::: EXCERPTED RECORDS

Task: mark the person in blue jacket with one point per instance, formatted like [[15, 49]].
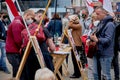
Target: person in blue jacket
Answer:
[[105, 43]]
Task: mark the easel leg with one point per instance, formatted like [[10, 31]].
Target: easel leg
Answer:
[[25, 56]]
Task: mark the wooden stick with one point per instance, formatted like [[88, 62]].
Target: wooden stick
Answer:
[[29, 45]]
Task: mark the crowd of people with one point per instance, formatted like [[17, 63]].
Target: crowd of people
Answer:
[[96, 40]]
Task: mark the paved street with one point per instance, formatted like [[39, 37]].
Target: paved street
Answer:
[[4, 76]]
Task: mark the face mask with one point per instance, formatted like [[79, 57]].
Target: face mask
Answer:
[[29, 21], [83, 16], [96, 23]]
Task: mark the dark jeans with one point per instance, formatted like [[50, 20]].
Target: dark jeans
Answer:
[[116, 67]]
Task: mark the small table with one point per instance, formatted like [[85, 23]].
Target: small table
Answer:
[[58, 59]]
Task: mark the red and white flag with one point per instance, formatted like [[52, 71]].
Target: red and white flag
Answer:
[[106, 5], [12, 10]]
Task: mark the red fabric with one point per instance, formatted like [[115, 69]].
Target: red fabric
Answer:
[[32, 28], [84, 38], [14, 39], [12, 7]]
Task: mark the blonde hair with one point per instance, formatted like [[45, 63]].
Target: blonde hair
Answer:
[[44, 74], [94, 16], [29, 12]]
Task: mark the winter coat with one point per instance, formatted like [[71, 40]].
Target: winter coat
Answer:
[[106, 37], [76, 33], [14, 39], [55, 26]]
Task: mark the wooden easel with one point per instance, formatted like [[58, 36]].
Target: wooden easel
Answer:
[[68, 34], [32, 42]]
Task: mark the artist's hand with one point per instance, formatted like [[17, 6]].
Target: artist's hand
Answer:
[[94, 38]]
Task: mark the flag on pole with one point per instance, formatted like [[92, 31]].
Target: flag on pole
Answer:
[[12, 10], [89, 4], [105, 3]]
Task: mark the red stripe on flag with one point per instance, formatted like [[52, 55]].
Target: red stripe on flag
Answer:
[[101, 1], [12, 7]]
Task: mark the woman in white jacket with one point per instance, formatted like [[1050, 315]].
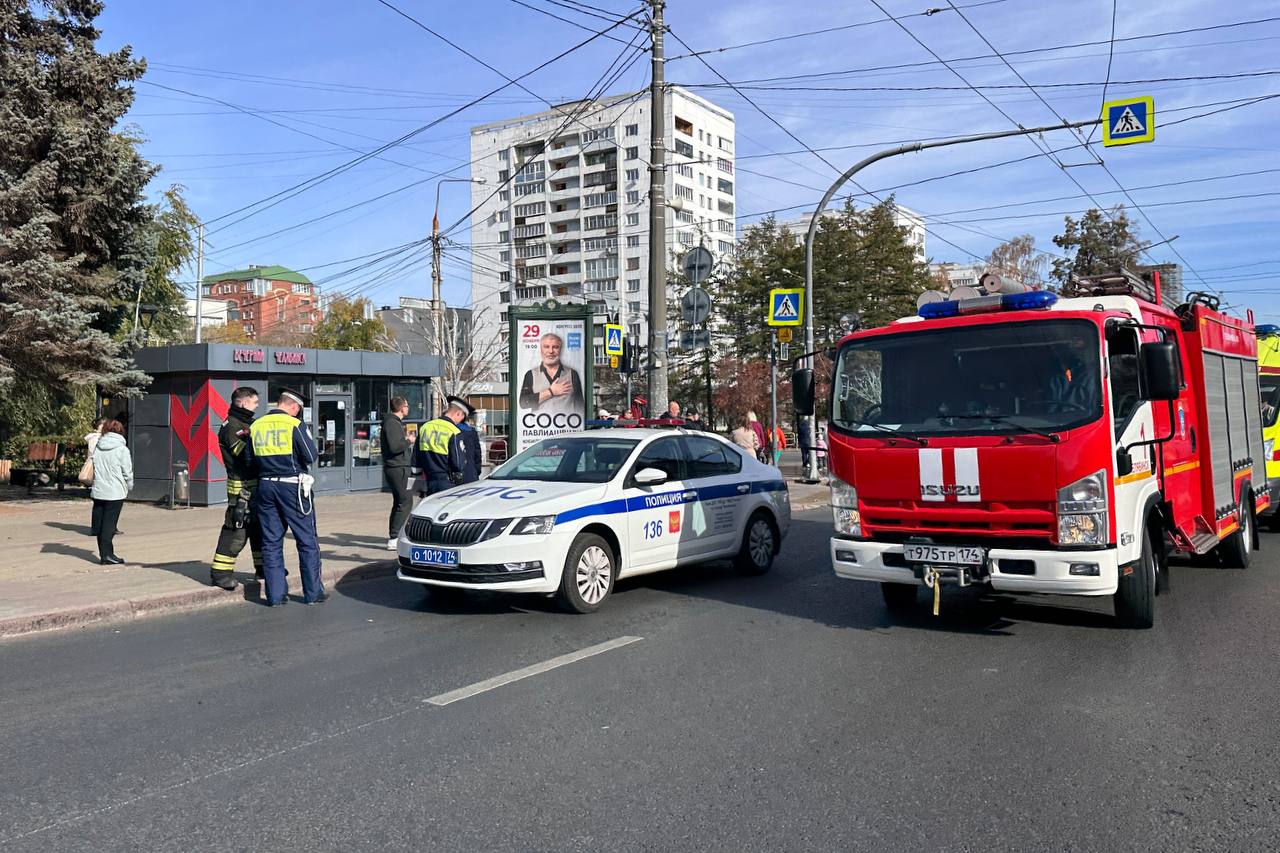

::::::

STATED PROBLEM — Rewrite all the records with every "Target" changed to "Object" and everything else unchanged. Leave out the picture lines.

SOLUTION TO THIS EXERCISE —
Task: mark the person in blue jacket with one point per instance, formatted like [[15, 49]].
Object: person in blue jacket
Answer:
[[105, 43]]
Task: mark the easel leg with one point per instance, formatted like [[10, 31]].
Object: easel leg
Answer:
[[25, 56]]
Task: mark the wooden stick with one point per instance, formatted like [[88, 62]].
Object: wooden stick
Answer:
[[29, 45]]
Task: mark the crowd of people with one point per instance, formatted like [[17, 63]].
Object: crowd of people
Answer:
[[96, 40]]
Task: mark the paved street with one point per instance, formatted like [[39, 37]].
Object: paved street
Answer:
[[4, 76]]
Task: mark the face mask with one point per instance, formatted like [[79, 57]].
Object: face mask
Answer:
[[29, 21], [83, 16], [96, 23]]
Task: mark the dark jeans with one point per instance, formatted like [[50, 20]].
Object: dark jeans
Answer:
[[116, 67]]
Task: mark the small table with one point per instance, formatted like [[85, 23]].
Object: small table
Answer:
[[58, 59]]
Task: mark the red and white flag with one point per instance, formatted like [[52, 71]].
Object: red and white flag
Answer:
[[106, 5], [12, 10]]
Task: mark the red fabric with one point per instance, formatted like [[115, 69]].
Object: red fabric
Answer:
[[32, 28], [84, 38], [14, 39], [12, 7]]
Task: mark the blonde hair with one point per instance, formatted like [[45, 63]].
Object: blonde hair
Answer:
[[44, 74], [94, 16], [29, 12]]
Task: mark the winter coat with one point per instance, formatted like [[71, 40]].
Object: winter coat
Answer:
[[106, 37], [76, 33], [14, 39], [55, 26]]
Task: mark the wooden easel with one point per instance, formatted like [[58, 36]].
Object: wooden easel
Answer:
[[68, 34], [32, 42]]
Task: mark the artist's hand with one point per instance, formatted like [[17, 6]].
Object: artist's hand
Answer:
[[94, 38]]
Task: mark the flag on pole with one point per instance, formatted like [[92, 31]].
Object: flag on pole
Answer:
[[12, 10], [89, 4], [105, 3]]
Task: mark the red stripe on flag with one point per instance, formatted like [[52, 55]].
Object: red stripe on flag
Answer:
[[101, 1], [12, 7]]
Task: mark the woman in white jacket with one point per instance, formatted like [[1050, 315]].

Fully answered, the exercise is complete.